▶

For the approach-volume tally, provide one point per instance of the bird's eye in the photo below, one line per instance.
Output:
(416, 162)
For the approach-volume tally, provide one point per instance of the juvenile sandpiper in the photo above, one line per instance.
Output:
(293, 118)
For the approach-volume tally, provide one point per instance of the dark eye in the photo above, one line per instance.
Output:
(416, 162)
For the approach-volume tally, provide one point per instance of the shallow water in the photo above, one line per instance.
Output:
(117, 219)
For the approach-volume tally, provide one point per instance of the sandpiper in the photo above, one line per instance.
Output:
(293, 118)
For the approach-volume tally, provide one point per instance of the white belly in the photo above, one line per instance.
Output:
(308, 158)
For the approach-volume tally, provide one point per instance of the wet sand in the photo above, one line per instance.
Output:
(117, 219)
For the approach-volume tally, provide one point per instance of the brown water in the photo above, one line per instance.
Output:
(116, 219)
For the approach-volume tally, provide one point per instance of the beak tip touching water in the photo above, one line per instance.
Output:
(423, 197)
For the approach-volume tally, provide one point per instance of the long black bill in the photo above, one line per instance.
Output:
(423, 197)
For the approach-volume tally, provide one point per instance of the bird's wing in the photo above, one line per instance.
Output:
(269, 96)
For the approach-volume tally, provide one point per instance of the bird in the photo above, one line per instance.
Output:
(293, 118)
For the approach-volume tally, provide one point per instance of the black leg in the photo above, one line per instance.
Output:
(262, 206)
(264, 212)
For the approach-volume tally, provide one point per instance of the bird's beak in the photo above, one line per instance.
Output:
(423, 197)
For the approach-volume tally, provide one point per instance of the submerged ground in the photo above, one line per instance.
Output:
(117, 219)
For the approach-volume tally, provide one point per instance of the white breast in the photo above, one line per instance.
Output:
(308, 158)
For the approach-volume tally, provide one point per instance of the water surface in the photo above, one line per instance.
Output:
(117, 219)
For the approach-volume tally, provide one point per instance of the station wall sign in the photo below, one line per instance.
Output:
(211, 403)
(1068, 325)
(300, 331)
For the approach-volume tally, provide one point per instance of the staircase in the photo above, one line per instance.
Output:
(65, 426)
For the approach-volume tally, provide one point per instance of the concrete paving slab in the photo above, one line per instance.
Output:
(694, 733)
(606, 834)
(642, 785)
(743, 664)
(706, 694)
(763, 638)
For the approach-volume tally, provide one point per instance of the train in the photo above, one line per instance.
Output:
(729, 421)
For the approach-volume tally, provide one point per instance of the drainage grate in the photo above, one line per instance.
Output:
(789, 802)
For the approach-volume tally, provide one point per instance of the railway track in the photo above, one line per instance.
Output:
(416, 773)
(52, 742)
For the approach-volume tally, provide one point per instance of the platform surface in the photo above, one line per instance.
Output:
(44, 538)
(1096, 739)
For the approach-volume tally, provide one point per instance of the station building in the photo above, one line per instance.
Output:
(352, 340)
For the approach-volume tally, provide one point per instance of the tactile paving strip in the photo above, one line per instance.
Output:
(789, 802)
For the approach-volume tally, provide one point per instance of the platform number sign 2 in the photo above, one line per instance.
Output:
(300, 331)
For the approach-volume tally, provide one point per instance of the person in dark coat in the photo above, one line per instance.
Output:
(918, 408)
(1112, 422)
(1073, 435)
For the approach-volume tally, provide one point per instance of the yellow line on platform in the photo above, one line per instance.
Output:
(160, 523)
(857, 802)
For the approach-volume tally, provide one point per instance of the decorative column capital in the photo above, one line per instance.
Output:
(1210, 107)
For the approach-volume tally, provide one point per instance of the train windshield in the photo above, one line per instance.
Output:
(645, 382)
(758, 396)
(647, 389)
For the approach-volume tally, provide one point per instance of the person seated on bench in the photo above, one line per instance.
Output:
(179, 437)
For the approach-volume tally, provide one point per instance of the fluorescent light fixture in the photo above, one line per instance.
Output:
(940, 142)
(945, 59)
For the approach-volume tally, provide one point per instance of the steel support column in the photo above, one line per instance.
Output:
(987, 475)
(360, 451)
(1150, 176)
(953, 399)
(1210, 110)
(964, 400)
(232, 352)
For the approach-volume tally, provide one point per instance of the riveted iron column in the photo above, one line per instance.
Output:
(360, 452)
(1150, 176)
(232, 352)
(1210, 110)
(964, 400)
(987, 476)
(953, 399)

◀
▶

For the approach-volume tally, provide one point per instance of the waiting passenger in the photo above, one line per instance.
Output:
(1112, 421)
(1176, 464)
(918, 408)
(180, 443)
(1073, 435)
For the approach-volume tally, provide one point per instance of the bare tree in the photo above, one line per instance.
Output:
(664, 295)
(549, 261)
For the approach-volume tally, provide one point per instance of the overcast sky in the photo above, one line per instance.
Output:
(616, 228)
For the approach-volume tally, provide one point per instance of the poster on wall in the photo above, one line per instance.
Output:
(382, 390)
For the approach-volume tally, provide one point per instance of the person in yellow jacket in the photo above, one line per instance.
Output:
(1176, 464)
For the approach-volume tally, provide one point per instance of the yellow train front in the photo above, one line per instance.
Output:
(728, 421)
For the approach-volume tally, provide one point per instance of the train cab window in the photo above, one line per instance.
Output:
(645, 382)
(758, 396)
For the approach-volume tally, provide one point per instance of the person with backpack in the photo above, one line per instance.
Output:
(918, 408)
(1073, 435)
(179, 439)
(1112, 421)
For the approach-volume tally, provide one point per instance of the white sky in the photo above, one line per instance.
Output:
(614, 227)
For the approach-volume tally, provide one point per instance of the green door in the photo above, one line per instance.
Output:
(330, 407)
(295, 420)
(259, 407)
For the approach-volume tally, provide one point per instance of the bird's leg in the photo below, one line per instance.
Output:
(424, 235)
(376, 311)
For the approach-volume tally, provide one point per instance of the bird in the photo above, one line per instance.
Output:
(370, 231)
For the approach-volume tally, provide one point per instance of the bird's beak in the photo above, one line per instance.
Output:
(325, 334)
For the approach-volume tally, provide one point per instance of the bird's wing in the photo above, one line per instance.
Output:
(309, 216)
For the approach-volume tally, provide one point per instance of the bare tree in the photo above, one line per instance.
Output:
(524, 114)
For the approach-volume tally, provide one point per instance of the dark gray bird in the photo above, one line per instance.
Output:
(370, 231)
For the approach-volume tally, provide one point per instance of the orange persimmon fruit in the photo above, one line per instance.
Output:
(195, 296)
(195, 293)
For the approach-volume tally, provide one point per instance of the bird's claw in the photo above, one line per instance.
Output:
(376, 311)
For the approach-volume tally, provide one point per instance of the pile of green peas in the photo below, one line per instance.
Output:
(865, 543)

◀

_Aim_
Count the rows above that contain "paving" with the same capitalization, and reply with the number alone.

_Final answer_
2